Page extract ->

Trevor Manz
Trevor is a researcher and software engineer working on interactive computing tools in Python. He completed his PhD in the HIDIVE Lab at Harvard Medical School, where he developed interactive visualization and analysis tools for biological and AI applications. He created anywidget and contributes to open-source data tooling. Trevor now works at marimo, building a reactive notebook environment for Python. He lives in Brooklyn, NY with his two cats, Laird and Minnow, whom he’s very fond of.
Sessions
This tutorial is for anyone who works with data in Python notebooks. marimo is a reactive notebook that can serve as a personal data environment. Cells run in a deterministic order based on their dependencies, interactivity is built in, and notebooks are self-contained Python scripts you can share, version, and deploy. We start with a tour of marimo: its execution model, interactive elements, SQL, plotting, and sharing. From there, we get practical, composing off-the-shelf UI elements to build interactive tools for your data, then creating your own custom widgets with anywidget when you need something tailored to your workflow.

Data ->
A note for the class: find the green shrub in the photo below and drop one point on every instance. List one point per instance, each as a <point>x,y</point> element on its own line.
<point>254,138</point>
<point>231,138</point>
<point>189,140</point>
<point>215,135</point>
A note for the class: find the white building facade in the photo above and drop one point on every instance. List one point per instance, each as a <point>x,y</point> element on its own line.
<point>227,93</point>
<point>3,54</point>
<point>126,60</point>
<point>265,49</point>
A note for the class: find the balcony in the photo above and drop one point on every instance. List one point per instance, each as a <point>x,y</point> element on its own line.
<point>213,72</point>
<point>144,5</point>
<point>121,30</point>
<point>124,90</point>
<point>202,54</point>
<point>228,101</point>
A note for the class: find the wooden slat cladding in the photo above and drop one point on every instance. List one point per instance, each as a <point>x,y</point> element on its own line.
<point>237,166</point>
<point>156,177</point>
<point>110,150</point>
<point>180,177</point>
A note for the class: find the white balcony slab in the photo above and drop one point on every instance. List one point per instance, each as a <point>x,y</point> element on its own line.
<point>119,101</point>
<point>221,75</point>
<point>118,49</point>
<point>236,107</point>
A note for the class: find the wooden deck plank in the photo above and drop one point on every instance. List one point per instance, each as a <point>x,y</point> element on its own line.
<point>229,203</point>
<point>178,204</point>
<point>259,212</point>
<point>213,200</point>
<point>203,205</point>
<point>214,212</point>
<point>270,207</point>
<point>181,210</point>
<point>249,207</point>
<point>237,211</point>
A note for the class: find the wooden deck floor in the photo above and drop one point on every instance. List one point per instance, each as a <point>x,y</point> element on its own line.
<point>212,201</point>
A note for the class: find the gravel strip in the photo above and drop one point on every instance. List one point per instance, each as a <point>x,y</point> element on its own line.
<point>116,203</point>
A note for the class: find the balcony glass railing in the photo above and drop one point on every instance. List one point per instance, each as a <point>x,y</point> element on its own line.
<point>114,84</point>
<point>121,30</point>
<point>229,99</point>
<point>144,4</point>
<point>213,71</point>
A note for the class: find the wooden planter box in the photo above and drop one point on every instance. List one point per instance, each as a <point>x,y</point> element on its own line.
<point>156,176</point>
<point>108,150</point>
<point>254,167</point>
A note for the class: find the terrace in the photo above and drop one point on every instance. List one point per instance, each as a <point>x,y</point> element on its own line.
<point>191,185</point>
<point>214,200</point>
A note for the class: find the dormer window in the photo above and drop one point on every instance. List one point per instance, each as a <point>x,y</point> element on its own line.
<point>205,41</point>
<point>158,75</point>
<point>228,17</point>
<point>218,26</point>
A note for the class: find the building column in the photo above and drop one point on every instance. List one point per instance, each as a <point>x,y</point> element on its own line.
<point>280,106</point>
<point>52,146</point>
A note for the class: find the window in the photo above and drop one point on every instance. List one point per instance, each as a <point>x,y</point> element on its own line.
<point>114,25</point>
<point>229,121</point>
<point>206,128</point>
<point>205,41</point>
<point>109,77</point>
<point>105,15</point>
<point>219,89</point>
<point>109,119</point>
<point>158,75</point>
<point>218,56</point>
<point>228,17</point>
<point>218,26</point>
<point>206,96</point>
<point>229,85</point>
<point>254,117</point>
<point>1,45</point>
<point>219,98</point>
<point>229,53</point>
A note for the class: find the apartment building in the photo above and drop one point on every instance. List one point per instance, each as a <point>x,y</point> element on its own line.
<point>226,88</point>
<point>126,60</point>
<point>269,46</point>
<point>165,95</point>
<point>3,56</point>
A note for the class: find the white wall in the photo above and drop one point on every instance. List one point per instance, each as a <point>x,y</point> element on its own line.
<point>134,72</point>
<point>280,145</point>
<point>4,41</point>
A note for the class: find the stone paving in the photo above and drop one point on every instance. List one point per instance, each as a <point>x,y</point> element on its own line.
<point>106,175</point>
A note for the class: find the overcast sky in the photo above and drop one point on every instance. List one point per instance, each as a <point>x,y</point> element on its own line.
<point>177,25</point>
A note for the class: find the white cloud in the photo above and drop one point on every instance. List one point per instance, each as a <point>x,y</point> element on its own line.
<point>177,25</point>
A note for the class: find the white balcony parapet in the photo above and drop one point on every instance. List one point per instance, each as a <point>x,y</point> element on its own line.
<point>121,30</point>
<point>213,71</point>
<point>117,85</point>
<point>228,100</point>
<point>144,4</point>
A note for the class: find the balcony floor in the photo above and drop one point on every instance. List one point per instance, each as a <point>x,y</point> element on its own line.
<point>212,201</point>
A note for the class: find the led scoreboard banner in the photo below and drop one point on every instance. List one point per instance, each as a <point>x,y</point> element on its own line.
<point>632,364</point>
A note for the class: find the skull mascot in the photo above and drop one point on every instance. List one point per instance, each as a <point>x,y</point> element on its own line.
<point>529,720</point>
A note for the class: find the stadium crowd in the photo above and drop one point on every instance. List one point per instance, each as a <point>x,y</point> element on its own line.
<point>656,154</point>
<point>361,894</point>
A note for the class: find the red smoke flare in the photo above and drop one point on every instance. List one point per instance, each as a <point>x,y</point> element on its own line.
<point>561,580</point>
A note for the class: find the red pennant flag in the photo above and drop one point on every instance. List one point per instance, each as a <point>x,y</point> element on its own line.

Required work ->
(a) Translate this sentence from the Trevor Manz profile into Spanish: "He created anywidget and contributes to open-source data tooling."
(b) Continue the Trevor Manz profile from the last sentence of its marimo tutorial description.

Answers by item ->
(a) Creó anywidget y contribuye a herramientas de código abierto para datos.

(b)
You're staring at a plot in a notebook. A subset of points doesn't look right. You want to select them, inspect them, understand why. In a traditional notebook, that means stopping to write more code and re-run cells. The exploration becomes an exercise in programming, not insight.
This talk comes in two parts. First, I introduce two primitives: reactive cell execution (marimo) and widgets (anywidget) that bridge Python and the browser. A brush stroke on a scatter plot becomes a Python selection. A slider flows through your analysis.
Second, I build intuition for composing these primitives—from quick explorations to reusable, domain-specific instruments that let you craft the interaction to match your scientific question.